▸ **Document text**:
============

Higher Order Blog

home

One aspect of lazy computation

23 Apr 2009

I've often needed to do a combination of filtering and mapping on arrays. E.g. in a Ruby on Rails app, I might have a list of "RecurringActivation" model objects which have a product_id and an integer period. Now I would like a list of product_ids where the current time "matches" the period; in code this might be:
#version 1 - 'functional'
cur_period = Time.now.month - 1
RecurringActivation.find(:all, :select => "product_id, period").select { |r|
  cur_period % r.period == 0
}.map &:product_id


#version 2 - 'imperative'
cur_period = Time.now.month - 1
result = []
RecurringActivation.find(:all, :select => "product_id, period").each { |r|
  result << r.product_id  if cur_period % r.period == 0
}
In the first version I compose functions (methods) 'select' and 'map': the blocks have no side-effects, and this is why I call it 'functional.' This is shorter and more clear. Of course, this is implemented by the library using iteration and imperative assignment, but at least my code feels functional. In the second version I use 'each' with a block that does both filtering and 'mapping' in one step: I add the product_id explicitly to the products array for each object which satisfies my criterion. Notice that the first version first produces a complete filtered list which is then passed on to the map method which produces a complete mapped and filtered list: the list is iterated twice, and an intermediate array containing only the filtered objects exists in memory and is later collected as garbage. In the second version the list is only iterated once, and such an intermediate array of filtered objects is never allocated. Hence one might choose the latter for performance reasons. Now consider the same in Clojure or any lazy functional language. We might have (no active record here):

krukow:~/Projects/private/okooko-prod/tmp$ cl
Clojure
user=> (def recurring_activations '({:product_id 1 :period 2} 
                                    {:product_id 2 :period 3}
				    {:product_id 3 :period 2}))

============

▸ **Given entries**:

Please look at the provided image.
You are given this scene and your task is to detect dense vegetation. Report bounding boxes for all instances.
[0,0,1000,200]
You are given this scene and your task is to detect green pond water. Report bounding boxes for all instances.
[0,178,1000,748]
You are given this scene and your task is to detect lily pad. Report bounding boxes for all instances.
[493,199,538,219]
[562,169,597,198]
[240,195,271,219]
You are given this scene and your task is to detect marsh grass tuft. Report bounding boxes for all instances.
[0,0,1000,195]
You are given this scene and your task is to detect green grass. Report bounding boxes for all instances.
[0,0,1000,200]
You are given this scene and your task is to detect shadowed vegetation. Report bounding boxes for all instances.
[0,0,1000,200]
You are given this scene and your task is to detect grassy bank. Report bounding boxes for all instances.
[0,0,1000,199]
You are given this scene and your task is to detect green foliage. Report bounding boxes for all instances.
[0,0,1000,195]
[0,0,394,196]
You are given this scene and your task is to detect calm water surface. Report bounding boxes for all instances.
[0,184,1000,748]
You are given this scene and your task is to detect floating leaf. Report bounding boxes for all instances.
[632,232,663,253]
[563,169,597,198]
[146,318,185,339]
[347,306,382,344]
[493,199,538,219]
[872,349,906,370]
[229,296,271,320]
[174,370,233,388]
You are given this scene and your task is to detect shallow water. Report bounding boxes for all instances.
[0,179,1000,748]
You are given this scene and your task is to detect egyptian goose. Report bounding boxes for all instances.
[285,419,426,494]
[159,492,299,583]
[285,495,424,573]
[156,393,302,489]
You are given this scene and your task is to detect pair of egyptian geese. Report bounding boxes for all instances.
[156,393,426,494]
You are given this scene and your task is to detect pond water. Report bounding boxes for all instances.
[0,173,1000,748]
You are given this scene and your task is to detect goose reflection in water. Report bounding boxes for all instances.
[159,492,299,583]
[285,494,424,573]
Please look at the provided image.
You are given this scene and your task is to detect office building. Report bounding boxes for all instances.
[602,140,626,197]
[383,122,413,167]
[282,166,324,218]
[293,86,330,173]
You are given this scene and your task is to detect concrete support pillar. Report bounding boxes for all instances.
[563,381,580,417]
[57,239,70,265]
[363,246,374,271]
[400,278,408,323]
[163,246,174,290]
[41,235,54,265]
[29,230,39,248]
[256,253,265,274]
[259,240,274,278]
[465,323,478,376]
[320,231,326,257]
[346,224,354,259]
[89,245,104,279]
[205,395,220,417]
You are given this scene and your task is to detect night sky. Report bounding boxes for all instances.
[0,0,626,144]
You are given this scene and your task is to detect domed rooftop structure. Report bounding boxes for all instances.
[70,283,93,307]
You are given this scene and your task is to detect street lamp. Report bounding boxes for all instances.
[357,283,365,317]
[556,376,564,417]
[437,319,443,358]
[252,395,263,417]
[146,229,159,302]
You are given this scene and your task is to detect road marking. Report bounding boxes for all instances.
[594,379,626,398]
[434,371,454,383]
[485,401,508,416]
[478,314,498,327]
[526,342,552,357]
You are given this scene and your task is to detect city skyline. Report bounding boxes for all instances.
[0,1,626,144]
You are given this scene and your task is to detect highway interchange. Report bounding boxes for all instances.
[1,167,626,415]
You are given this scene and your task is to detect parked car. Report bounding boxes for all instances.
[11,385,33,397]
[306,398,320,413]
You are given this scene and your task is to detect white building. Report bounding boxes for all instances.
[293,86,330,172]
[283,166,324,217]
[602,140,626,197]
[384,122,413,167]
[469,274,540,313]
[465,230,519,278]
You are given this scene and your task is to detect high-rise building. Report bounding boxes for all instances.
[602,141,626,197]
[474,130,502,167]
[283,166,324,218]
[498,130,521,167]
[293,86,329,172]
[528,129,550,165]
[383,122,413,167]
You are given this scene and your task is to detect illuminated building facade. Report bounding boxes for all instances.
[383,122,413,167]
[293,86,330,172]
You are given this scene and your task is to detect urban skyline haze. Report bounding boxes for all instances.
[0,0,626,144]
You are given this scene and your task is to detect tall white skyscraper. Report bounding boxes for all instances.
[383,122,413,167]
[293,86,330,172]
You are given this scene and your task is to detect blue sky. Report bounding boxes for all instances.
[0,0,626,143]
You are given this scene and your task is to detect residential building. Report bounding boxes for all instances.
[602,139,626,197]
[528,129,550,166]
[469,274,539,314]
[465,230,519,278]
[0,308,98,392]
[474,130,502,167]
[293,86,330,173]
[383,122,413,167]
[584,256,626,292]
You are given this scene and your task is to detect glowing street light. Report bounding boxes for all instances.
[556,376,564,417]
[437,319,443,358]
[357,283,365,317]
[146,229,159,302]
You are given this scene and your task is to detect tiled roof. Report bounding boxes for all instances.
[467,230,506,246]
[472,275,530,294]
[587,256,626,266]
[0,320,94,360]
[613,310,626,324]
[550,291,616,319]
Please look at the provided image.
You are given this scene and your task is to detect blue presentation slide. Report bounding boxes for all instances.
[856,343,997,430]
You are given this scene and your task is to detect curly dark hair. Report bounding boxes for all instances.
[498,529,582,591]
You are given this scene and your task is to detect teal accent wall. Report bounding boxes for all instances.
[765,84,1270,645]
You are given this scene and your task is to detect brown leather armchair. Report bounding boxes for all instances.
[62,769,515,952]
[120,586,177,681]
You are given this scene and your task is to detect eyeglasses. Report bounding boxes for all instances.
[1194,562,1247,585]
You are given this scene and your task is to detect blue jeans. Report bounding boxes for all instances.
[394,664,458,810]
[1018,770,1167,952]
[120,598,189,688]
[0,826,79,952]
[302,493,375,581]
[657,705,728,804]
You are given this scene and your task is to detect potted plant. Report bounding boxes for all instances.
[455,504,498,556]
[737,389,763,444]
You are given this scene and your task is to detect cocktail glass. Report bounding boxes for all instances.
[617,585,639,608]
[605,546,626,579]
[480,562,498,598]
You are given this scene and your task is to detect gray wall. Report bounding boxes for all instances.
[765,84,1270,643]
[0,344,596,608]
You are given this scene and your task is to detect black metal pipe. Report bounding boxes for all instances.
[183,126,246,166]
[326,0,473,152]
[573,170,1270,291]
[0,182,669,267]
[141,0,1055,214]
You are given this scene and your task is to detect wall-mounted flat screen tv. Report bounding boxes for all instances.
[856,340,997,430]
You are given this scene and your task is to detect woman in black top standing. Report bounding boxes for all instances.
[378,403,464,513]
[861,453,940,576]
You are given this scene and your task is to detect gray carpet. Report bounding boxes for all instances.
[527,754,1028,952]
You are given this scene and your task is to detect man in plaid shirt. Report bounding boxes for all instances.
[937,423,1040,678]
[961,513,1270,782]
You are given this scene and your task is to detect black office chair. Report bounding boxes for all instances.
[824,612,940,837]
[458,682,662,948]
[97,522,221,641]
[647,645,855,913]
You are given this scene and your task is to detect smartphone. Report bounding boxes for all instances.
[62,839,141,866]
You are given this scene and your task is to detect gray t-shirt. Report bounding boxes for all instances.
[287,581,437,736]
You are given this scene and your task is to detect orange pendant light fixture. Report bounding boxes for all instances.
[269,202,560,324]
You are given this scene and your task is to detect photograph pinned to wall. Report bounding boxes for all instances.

============

▸ **Task details**: Extend the blog post on lazy computation, starting right after its final line. The rows were taken from a separate source.

▸ **The output**:
#'user/recurring_activations
user=> (def res
         (map #(do (println "map") (:product_id %))
             (filter #(do (println "filter") (= 0 (mod (:period %) 2)))
                 recurring_activations)))
#'user/res
user=> 
Nothing has been mapped or filtered yet since Clojure is fully lazy. So res is now a lazy seq which will compute exactly what is needed on demand. Now think about what will happen if I just peek at the first element of res… In a non-lazy language, already the entire recurring_activations list would have been filtered (printing "filter" three times), then that result would have been mapped (printing "map" twice) and finally the first element would be looked up. So the output would be "filter" "filter" "filter" "map" "map" (return first element of list). What happens in Clojure? It prints "filter" "map" and gives the first element:

user=> (first res)
filter
map
1
user=> 
In effect we don't need an intermediate list containing the filtered elements which is then garbage collected. Notice also that if we just look at the entire list (recomputing res first) we get:

user=> res
(filter
map
filter
filter
map
1 3)
user=>
So the side effects are evaluated in a different order than had we realized the entire filtered list first. This can be counter intuitive when one is used to eager languages (which all mainstream languages are); however, once understood laziness can be extremely powerful and elegant. In effect, in lazy languages we can compose functions that work on entire sequences, e.g., map and filter, to obtain a lazy sequence which evaluates the all of the composed functions on each element in sequence. If that sounded abstract and poorly phrased, I can try to say it more concretely: In Ruby (or Java) I would need to write a new function: filter_and_map taking two "blocks"/"procs" and a list, then using e.g. "each" on the list and apply first the filter "proc" then the map "proc" -- the existing functions "map" and "select" can't help me. In Clojure (or Haskell) I can simply compose the existing library functions filter and map to obtain the same thing:

(def filter_map
	(comp (partial map :product_id)
	          (partial filter #(= 0 (mod (:period %) 2)))))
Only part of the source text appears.